## JOUW OPDRACHT
Geef de regels die beginnen bij de regel met "Check that every instance of the wooden bench" en eindigen bij het einde van de vermeldingen weer als een JSON-lijst van strings, met één string per regel en zonder lege regels. Laat de afbeeldingen weg uit je antwoord.

--- GEGEVEN INFORMATIE ---

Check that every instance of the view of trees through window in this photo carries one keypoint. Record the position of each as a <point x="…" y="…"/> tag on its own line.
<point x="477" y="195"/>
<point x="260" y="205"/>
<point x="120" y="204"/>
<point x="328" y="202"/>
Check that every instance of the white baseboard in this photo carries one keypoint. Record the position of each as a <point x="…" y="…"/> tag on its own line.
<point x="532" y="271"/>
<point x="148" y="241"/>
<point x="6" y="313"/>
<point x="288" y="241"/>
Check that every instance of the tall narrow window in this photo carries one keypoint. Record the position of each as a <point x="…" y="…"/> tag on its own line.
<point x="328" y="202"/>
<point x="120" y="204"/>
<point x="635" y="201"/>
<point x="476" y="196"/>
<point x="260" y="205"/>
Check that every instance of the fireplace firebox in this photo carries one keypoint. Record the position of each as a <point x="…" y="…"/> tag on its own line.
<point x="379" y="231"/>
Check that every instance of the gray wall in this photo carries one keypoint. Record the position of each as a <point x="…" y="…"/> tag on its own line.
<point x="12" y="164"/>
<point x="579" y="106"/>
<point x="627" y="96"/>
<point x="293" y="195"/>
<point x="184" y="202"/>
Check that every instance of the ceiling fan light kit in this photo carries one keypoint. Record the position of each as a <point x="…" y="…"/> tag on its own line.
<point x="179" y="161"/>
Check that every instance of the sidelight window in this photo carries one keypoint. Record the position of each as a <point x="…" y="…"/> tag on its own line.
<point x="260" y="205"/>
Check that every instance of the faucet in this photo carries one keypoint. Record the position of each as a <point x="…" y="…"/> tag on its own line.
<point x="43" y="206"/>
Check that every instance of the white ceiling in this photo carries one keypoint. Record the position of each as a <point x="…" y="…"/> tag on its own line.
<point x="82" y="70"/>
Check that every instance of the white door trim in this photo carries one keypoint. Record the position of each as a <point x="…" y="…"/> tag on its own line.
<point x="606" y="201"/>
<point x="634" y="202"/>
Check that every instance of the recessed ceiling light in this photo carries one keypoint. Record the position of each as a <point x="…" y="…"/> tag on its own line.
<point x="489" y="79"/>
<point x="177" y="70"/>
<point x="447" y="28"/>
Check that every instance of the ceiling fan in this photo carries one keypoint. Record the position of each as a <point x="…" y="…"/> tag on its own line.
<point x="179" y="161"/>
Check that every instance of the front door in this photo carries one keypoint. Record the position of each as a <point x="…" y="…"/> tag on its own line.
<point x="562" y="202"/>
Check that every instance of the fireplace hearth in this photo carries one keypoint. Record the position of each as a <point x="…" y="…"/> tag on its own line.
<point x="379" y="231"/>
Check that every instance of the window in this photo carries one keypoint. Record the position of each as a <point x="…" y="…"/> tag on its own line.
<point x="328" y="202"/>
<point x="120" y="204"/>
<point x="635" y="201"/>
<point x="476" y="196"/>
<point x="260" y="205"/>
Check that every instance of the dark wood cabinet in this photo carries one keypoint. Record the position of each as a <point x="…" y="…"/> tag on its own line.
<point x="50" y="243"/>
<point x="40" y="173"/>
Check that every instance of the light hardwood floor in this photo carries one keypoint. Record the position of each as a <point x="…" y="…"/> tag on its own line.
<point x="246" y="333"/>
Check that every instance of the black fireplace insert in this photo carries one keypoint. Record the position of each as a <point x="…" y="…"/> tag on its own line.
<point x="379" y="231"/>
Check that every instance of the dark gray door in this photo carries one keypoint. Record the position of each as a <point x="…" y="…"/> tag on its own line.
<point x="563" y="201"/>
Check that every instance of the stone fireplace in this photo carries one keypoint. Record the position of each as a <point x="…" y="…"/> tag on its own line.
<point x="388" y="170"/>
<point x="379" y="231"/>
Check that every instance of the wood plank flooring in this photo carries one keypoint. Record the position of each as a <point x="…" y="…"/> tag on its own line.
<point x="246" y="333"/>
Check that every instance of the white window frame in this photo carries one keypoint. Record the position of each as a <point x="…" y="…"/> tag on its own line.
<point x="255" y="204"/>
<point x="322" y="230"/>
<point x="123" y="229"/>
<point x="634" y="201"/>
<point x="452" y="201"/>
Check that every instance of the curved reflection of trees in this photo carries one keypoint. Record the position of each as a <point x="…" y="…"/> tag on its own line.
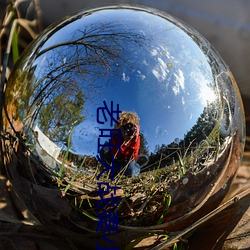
<point x="200" y="143"/>
<point x="66" y="74"/>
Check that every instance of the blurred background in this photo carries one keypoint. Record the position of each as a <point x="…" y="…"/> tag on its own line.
<point x="224" y="23"/>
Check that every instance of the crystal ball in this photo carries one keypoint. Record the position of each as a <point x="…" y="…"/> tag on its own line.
<point x="121" y="110"/>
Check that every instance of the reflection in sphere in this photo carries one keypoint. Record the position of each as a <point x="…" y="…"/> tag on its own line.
<point x="131" y="87"/>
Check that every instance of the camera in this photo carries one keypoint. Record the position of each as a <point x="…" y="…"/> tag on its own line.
<point x="128" y="129"/>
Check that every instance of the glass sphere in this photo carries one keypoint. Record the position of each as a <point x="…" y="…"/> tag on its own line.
<point x="121" y="109"/>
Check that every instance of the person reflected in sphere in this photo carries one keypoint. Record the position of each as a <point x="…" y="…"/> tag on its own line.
<point x="130" y="144"/>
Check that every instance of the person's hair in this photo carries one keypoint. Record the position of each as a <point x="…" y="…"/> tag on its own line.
<point x="128" y="117"/>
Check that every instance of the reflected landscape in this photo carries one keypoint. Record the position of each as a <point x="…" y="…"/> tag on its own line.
<point x="130" y="88"/>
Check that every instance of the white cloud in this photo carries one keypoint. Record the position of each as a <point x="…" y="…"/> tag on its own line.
<point x="161" y="70"/>
<point x="179" y="82"/>
<point x="125" y="78"/>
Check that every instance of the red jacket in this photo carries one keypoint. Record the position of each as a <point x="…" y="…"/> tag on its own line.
<point x="126" y="151"/>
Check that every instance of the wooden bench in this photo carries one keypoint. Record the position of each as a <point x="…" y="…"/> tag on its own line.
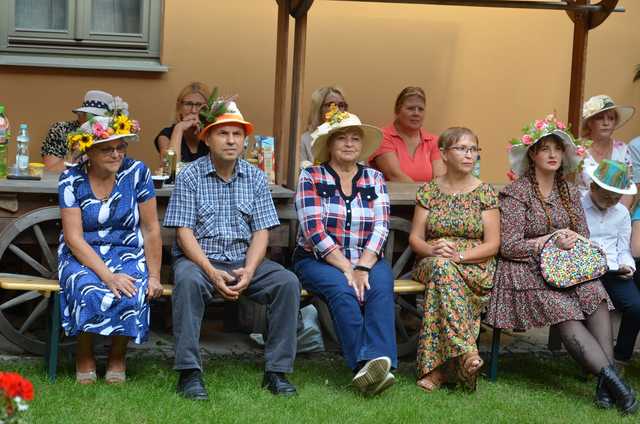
<point x="45" y="288"/>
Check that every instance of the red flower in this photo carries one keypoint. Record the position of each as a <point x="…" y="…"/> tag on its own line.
<point x="13" y="385"/>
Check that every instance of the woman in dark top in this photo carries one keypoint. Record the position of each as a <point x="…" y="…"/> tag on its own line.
<point x="182" y="136"/>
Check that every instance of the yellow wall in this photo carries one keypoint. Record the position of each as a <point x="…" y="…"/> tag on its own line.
<point x="489" y="69"/>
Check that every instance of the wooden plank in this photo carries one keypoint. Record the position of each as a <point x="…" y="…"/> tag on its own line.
<point x="578" y="62"/>
<point x="280" y="90"/>
<point x="297" y="88"/>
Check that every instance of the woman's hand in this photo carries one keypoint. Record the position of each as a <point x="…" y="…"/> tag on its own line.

---

## VERWACHTE UITVOER
[
  "Check that every instance of the wooden bench in this photo carries one keypoint. Record the position of each as a <point x=\"…\" y=\"…\"/> tag on its own line.",
  "<point x=\"45\" y=\"288\"/>",
  "Check that every instance of the red flower in this photo carries one keypoint. Record the position of each as a <point x=\"…\" y=\"…\"/> tag on its own line.",
  "<point x=\"13\" y=\"385\"/>",
  "Check that every instance of the woman in dark top in this photo carries one keypoint. Record the position of each as a <point x=\"…\" y=\"…\"/> tag on its own line.",
  "<point x=\"182\" y=\"136\"/>",
  "Check that every instance of the yellow wall in this photo carries one keypoint. Record the position of each as a <point x=\"…\" y=\"…\"/> tag on its own line.",
  "<point x=\"489\" y=\"69\"/>",
  "Check that every instance of the wooden plank in this photo carries one keypoint. Record the position of each as a <point x=\"…\" y=\"…\"/> tag on its own line.",
  "<point x=\"578\" y=\"62\"/>",
  "<point x=\"280\" y=\"90\"/>",
  "<point x=\"297\" y=\"88\"/>",
  "Check that every instance of the woman's hand in this photo carries one keypoint. Record the position of each as a <point x=\"…\" y=\"…\"/> tag on its own line."
]